» **STUDY QUESTIONS**
[a] Answer these questions using the article on Ferdinand Pascual below:
(i) Which university did Pascual attend?
(ii) During which years did he officiate in the Philippine Basketball Association?
(iii) Who was the first Filipino referee to officiate an Olympic basketball game?
[b] Extend the article on Ferdinand Pascual below, beginning after its last sentence.

» **DOCUMENT SEGMENT**
- Opening Delimiter -

- Born: July 30, 1970 (age 56)
- Education: University of Baguio
- Occupation: Basketball referee

= Ferdinand Pascual =

Filipino basketball referee (born 1970)

Ferdinand "Bong" Pascual (born July 30, 1970) is a Filipino basketball referee who has officiated in the FIBA World Cup and the Summer Olympics. He also served as a referee for the UNTV Cup and the National Collegiate Athletic Association (NCAA).

==Early life and education==
Pascual was born on July 30, 1970 He spent his early years in Cabanatuan. He was sent to Baguio to complete his education where he studied at the University of Baguio. He was part of the university's basketball team, the Cardinals. He obtained a commerce degree in the University and became a nursing aide prior to becoming a full-time referee. He has also considered pursuing a career in dentistry.

==Refereeing career==
===Domestic===
Pascual also was a former referee at the Philippine Basketball Association who officiated from 2006 to 2012. He also served as a referee for the UNTV Cup and the National Collegiate Athletic Association (NCAA).
===International===
Pascual has been officiating FIBA-sanctioned basketball games since November 12, 2002. Pascual has officiated in various international competitions including the 2014 and 2019 FIBA World Cup. He officiated in a pre-Olympic tournament held prior to the 2008 Summer Olympics.

In 2016, Pascual was nominated by the FIBA as one of the officials that was to work in the 2016 Summer Olympics held at Rio de Janeiro, Brazil. Pascual is the second Filipino referee to officiate an Olympic basketball game, next to Medardo Felipe in the 1984 Olympic Games. He officiated games at the 2020 Summer Olympics in Tokyo, Japan held in 2021, despite not being able to officiate in the Olympic qualifier in Victoria, Canada due to logistics issue caused by the COVID-19 pandemic.

- Closing Delimiter -

» **PROVIDED MATERIAL**
- Opening Delimiter -

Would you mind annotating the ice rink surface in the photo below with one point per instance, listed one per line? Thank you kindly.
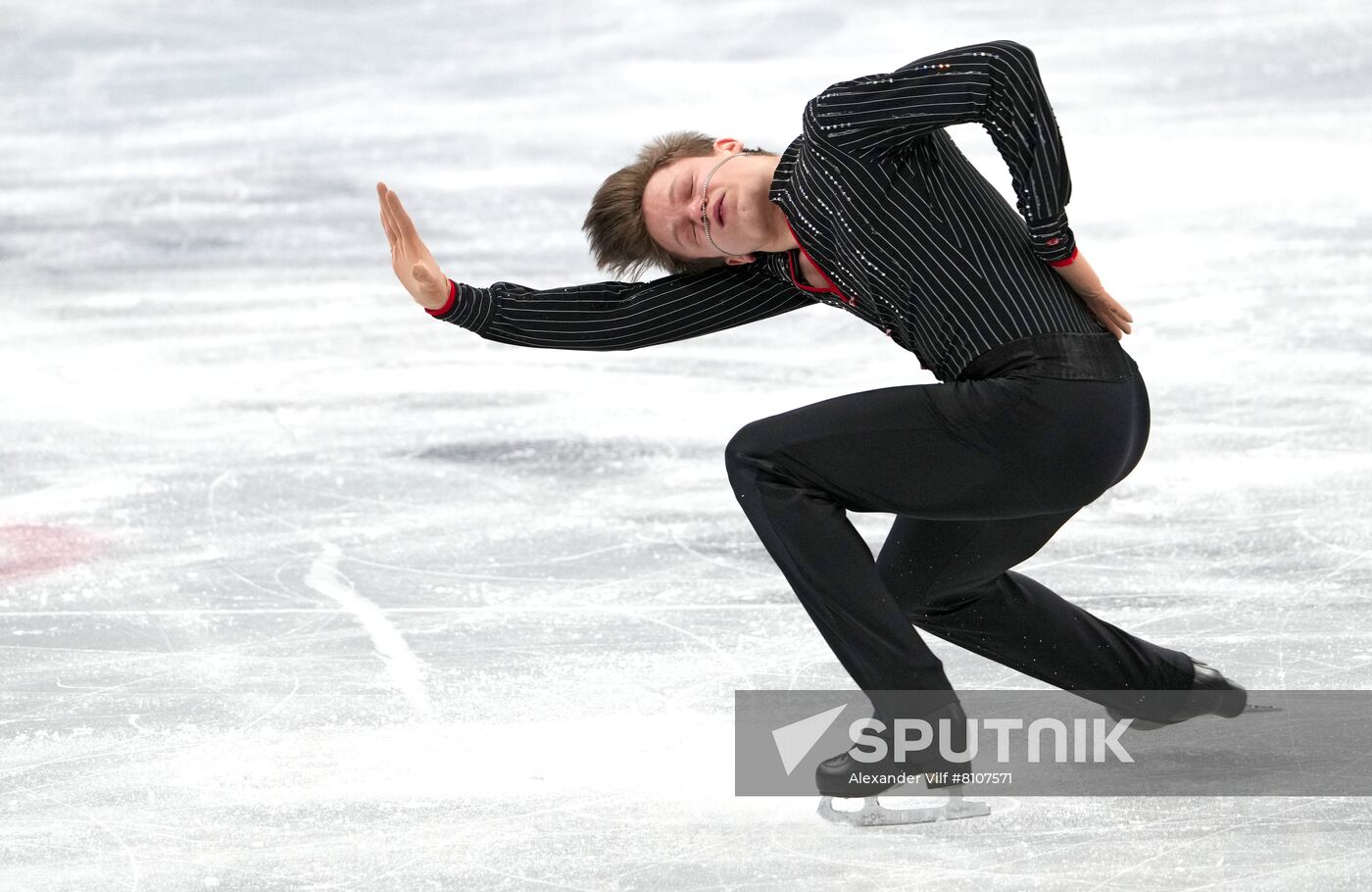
(301, 589)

- Closing Delimiter -

» **OUTPUTS FOR THE TASKS**
[a]
(i) The University of Baguio.
(ii) From 2006 to 2012.
(iii) Medardo Felipe, at the 1984 Olympic Games.

[b]
===FIBA Basketball World Cup===
Ferdinand Pascual first officiated in a FIBA Basketball World Cup in 2014. In that edition held in Spain, Pascual was the only Asian to officiate beyond the preliminary round and was involved in two matches: Lithuania's 76–71 victory over New Zealand in the Round of 16 and the United States' 119–76 quarterfinal win against Slovenia.

In the 2019 edition hosted in China, Pascual was one of the referees tasked to officiate games. Among the games he officiated are: The United States 93–92 overtime win against Turkey in the preliminaries, the United States' 69–53 victory over Greece in the second round, France 89–79 win over the United States in the quarterfinal, and the bronze medal match which saw France clinching third place by winning 67–59 over Australia.

==Personal life==
Pascual is married and has three children.